Task material Block Start
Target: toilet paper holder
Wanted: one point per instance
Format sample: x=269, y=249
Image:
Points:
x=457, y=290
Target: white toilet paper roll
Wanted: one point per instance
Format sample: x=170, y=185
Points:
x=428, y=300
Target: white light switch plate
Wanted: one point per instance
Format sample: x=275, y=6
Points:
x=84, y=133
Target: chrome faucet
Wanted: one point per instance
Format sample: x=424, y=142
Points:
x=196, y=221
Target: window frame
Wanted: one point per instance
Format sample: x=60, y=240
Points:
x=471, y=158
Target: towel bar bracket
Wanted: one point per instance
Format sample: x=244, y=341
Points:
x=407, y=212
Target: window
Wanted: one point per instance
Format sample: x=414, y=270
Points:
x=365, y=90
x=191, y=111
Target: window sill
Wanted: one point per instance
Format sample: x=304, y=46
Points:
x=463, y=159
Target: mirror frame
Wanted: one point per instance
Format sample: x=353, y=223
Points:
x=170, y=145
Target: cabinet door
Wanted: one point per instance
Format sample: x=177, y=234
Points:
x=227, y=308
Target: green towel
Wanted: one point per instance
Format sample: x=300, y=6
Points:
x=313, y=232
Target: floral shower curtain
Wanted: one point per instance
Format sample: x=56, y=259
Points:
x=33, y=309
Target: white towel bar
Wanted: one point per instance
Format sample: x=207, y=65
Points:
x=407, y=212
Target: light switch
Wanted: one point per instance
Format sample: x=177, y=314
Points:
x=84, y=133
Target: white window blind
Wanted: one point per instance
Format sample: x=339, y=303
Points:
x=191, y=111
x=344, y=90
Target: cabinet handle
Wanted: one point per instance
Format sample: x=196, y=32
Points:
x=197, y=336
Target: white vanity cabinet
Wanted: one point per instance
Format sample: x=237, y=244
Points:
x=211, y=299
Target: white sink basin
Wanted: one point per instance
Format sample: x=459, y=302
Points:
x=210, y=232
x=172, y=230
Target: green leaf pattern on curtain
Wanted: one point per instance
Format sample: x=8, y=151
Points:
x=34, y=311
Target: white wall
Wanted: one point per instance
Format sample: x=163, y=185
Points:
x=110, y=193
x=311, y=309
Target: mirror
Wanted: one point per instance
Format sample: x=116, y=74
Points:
Task material Block End
About this task: Write out each line exactly, as it is shown above.

Your solution:
Target: toilet paper holder
Wanted: one point per instance
Format sample: x=269, y=249
Image:
Points:
x=457, y=290
Target: white toilet paper roll
Wanted: one point per instance
Format sample: x=170, y=185
Points:
x=428, y=300
Target: white light switch plate
Wanted: one point per instance
Format sample: x=275, y=6
Points:
x=84, y=133
Target: chrome faucet
Wanted: one point per instance
Format sample: x=424, y=142
Points:
x=196, y=221
Target: window frame
Wanted: one point per instance
Format sample: x=60, y=240
Points:
x=471, y=158
Target: towel bar bracket
Wanted: one point per instance
Format sample: x=244, y=341
Points:
x=407, y=212
Target: window
Wanted: one point per instance
Format sample: x=414, y=270
Points:
x=365, y=90
x=191, y=111
Target: window sill
Wanted: one point per instance
Format sample: x=304, y=46
Points:
x=463, y=159
Target: mirror frame
Wanted: one point per instance
Format sample: x=353, y=223
Points:
x=170, y=145
Target: cabinet door
Wanted: one point per instance
Format sample: x=177, y=234
Points:
x=227, y=308
Target: green towel
Wanted: one point per instance
Format sample: x=300, y=6
Points:
x=313, y=232
Target: floral shower curtain
Wanted: one point per instance
Format sample: x=56, y=259
Points:
x=33, y=309
Target: white towel bar
Wanted: one point per instance
Format sample: x=207, y=65
Points:
x=407, y=212
Target: light switch
Wanted: one point per instance
Format sample: x=177, y=314
Points:
x=84, y=133
Target: white window blind
Wanted: one point per instance
Format sample: x=339, y=303
Points:
x=191, y=111
x=344, y=90
Target: cabinet handle
Wanted: one point per instance
Format sample: x=196, y=32
Points:
x=197, y=336
Target: white vanity cabinet
Wanted: one point per instance
Format sample: x=237, y=244
Points:
x=211, y=299
Target: white sink basin
Wanted: one point per instance
Format sample: x=459, y=302
Points:
x=210, y=232
x=172, y=230
Target: green leaf pattern on curtain
Wanted: one point per instance
Format sample: x=8, y=151
Points:
x=34, y=311
Target: white wall
Wanted: one point per instance
Format sample: x=163, y=185
Points:
x=110, y=193
x=311, y=309
Target: mirror
Wanted: one point per instance
Format sample: x=116, y=74
Points:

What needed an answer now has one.